### Source text

There is a good chance that sometime in the last few days, weeks, or months, you might have enjoyed a slice or two of pizza.

Pizza has become a near-ubiquitous food which can be found in almost every country. 

However, there is no one pizza. There are vehement disagreements about what pizza is best and what sort of toppings are acceptable. 

Learn more about pizza, where it came from, and its variations on this episode of Everything Everywhere Daily.


The history of pizza is difficult to pin down because it isn’t clear where a piece of flatbread with something on it ends and a pizza begins. Most of you can probably identify a pizza when you see it, but if you start changing or removing sauces, toppings, and the type of bread, when does it cease being a pizza?

There are records of ancient bread-making cultures that served flat pieces of bread with toppings on it. Let’s call these dishes proto-pizzas. 

There are reports of Persian soldiers in the 6th century BC who would cook bread on top of their shields with cheese and dates. 

The Greeks were known to cook flatbread with olive oil, herbs, and cheese.

######
### Information provided

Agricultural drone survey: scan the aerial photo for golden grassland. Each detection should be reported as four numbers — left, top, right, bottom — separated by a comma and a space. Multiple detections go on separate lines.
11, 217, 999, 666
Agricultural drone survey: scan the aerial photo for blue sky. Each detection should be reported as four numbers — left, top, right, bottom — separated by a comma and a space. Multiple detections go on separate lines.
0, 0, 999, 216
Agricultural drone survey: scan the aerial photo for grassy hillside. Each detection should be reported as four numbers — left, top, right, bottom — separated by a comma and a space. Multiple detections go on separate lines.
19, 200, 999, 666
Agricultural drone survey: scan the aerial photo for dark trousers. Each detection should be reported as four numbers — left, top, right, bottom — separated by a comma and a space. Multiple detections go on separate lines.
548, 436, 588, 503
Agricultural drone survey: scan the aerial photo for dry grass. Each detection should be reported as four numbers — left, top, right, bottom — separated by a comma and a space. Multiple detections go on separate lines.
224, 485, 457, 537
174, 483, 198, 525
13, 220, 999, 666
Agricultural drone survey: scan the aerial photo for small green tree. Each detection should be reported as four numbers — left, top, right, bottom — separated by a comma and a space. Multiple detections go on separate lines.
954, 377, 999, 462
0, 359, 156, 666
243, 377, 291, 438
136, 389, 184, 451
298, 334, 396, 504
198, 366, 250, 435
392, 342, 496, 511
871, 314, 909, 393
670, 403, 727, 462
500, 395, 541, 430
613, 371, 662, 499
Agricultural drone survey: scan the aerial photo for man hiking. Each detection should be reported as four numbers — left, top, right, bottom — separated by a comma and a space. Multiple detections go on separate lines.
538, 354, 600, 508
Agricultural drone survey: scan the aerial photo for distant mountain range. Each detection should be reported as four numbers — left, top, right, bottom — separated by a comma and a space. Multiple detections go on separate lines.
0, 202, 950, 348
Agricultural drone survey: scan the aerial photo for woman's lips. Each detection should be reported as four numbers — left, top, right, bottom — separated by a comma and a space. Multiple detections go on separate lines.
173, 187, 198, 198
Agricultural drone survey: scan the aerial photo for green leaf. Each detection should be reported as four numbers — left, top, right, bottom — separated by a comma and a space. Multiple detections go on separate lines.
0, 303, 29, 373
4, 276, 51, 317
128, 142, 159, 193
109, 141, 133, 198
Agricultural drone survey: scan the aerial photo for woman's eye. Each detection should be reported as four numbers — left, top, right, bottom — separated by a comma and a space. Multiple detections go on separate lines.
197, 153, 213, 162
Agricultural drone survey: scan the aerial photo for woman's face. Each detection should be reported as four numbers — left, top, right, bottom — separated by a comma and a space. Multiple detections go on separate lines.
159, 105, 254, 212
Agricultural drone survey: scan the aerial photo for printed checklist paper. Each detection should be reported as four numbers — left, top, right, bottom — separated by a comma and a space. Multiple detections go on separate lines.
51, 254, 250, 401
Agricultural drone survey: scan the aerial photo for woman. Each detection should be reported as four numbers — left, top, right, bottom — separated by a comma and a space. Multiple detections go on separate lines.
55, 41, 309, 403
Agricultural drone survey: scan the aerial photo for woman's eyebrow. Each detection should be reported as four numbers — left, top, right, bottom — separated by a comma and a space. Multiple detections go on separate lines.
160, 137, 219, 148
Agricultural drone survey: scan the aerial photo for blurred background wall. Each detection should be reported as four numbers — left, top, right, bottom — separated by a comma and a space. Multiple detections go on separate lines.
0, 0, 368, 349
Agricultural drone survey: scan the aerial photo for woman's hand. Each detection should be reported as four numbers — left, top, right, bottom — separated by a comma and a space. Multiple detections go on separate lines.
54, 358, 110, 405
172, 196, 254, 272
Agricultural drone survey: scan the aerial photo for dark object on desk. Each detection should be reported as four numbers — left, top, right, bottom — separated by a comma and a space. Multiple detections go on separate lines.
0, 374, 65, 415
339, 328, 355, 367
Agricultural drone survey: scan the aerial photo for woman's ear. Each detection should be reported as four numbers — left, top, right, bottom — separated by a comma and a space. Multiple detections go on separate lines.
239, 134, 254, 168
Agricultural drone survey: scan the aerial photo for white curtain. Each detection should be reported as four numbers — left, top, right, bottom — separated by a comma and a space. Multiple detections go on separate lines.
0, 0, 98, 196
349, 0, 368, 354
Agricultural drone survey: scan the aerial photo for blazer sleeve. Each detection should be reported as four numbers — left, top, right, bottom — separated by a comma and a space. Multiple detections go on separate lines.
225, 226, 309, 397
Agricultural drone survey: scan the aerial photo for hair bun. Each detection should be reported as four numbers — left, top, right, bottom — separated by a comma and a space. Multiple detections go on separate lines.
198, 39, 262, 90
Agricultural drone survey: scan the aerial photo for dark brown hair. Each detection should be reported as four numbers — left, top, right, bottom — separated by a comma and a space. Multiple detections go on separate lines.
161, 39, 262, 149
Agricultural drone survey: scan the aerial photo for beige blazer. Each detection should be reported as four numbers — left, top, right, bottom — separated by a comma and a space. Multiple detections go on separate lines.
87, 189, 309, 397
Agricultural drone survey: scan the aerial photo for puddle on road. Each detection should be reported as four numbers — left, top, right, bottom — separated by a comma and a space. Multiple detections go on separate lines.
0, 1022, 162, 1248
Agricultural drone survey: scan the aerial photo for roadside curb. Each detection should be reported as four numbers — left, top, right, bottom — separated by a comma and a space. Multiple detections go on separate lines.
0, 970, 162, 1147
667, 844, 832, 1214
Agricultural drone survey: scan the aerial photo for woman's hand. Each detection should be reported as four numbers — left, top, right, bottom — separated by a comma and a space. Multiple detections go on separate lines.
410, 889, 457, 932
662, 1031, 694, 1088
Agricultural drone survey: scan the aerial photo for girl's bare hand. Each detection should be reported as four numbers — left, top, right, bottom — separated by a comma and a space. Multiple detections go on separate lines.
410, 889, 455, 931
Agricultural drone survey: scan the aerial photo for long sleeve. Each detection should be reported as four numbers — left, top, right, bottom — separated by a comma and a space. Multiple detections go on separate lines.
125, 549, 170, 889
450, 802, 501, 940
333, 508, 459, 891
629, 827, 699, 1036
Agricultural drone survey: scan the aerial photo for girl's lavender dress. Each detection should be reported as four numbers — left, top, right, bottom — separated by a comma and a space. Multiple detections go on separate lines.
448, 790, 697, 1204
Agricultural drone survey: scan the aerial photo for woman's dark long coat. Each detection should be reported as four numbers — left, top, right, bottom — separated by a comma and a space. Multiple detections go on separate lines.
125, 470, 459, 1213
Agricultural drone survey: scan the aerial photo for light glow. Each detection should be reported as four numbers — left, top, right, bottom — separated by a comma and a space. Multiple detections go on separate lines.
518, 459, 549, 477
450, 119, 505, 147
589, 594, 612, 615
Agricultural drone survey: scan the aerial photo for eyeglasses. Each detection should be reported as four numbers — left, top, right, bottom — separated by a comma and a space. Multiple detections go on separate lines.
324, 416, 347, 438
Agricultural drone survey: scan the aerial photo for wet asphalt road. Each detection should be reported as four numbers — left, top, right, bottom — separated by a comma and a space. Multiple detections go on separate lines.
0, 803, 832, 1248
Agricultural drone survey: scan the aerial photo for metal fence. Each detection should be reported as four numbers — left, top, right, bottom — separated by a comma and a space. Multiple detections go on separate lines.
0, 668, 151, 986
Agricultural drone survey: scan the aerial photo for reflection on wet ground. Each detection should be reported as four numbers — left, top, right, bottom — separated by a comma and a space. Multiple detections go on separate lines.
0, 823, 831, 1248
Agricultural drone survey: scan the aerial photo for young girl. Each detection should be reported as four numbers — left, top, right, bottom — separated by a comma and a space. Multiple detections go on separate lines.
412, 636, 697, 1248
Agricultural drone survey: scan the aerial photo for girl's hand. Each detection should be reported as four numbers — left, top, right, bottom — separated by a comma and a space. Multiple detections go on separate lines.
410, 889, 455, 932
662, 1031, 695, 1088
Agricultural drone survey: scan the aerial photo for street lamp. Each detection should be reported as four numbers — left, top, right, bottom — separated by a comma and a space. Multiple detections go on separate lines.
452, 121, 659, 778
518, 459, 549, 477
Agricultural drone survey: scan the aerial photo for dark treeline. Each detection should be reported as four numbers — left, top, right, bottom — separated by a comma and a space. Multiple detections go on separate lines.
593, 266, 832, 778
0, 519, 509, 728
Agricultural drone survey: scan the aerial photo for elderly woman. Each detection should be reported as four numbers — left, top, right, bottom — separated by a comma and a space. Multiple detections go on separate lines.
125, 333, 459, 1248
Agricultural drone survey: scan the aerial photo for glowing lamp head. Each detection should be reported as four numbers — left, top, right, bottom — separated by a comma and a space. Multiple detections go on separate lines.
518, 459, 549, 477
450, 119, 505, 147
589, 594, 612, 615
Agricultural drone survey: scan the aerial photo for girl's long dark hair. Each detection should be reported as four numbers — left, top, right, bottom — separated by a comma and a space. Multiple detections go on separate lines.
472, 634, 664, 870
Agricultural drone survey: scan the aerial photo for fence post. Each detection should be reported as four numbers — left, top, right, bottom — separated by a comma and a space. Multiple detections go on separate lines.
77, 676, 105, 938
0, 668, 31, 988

######

— Actions to take —
• 1. Write out the records again in the stretch from the line containing "Agricultural drone survey: scan the aerial photo for glowing" through the end of the records, requests included, and shift every coordinate in the answers up by 46.
• 2. Pick up the text on the history of pizza after its last sentence and continue it.

— Replies —
• 1.
Agricultural drone survey: scan the aerial photo for glowing lamp head. Each detection should be reported as four numbers — left, top, right, bottom — separated by a comma and a space. Multiple detections go on separate lines.
564, 505, 595, 523
496, 165, 551, 193
635, 640, 658, 661
Agricultural drone survey: scan the aerial photo for girl's long dark hair. Each detection should be reported as four numbers — left, top, right, bottom — separated by a comma and a space. Multiple detections go on separate lines.
518, 680, 710, 916
Agricultural drone survey: scan the aerial photo for fence post. Each detection should be reported as four numbers — left, top, right, bottom — separated by a comma and a space. Multiple detections go on separate lines.
123, 722, 151, 984
46, 714, 77, 1034

• 2.
Flatbreads with cooked vegetables on top were mentioned in the epic poem The Aeneid. 

There are actually examples of flat bread all over the world, including China and India, so the idea of putting things on top of a flat piece of bread isn’t an innovation that is unique to any culture. 

Pizza, however, comes from Italy, and as with many other ancient people, the Romans had their own proto-pizza. They had a flatbread dish, which was known as panis focacius, which is the origin of the Italian bread known as focaccia. 

There was a fresco discovered in the ruins of Pompeii in one of the villas, and on it, there was depicted a still-life scene of various foods. One of the items was a round object, which, if you didn’t know any better, you would swear was a pizza. This was probably an image of a panis focacius with cheese and fruit on the top.

But I think most of us would agree that focaccia bread or an open-faced sandwich is not the same thing as pizza. 

The first mention of something called “pizza’ was published in the year 997 in the town of Gaeta, Italy. It came from a bookkeeping record that documented the demand for 12 pizzas to be delivered on Christmas Day and 12 pizzas to be delivered on Easter. 

However, while it uses the word pizza, it doesn’t actually say anything about what a pizza was at the time. 

The word pizza has ambiguous origins, and there are several different theories as to where it came from. 

The first is that it comes from the Byzantine Greek word ‘pitta’, which is also the origin of the word for the flatbread known as pita bread. 

Another theory holds that it is derived from the Italian word ‘pinza,’ which refers to a clamp or a pair of pliers.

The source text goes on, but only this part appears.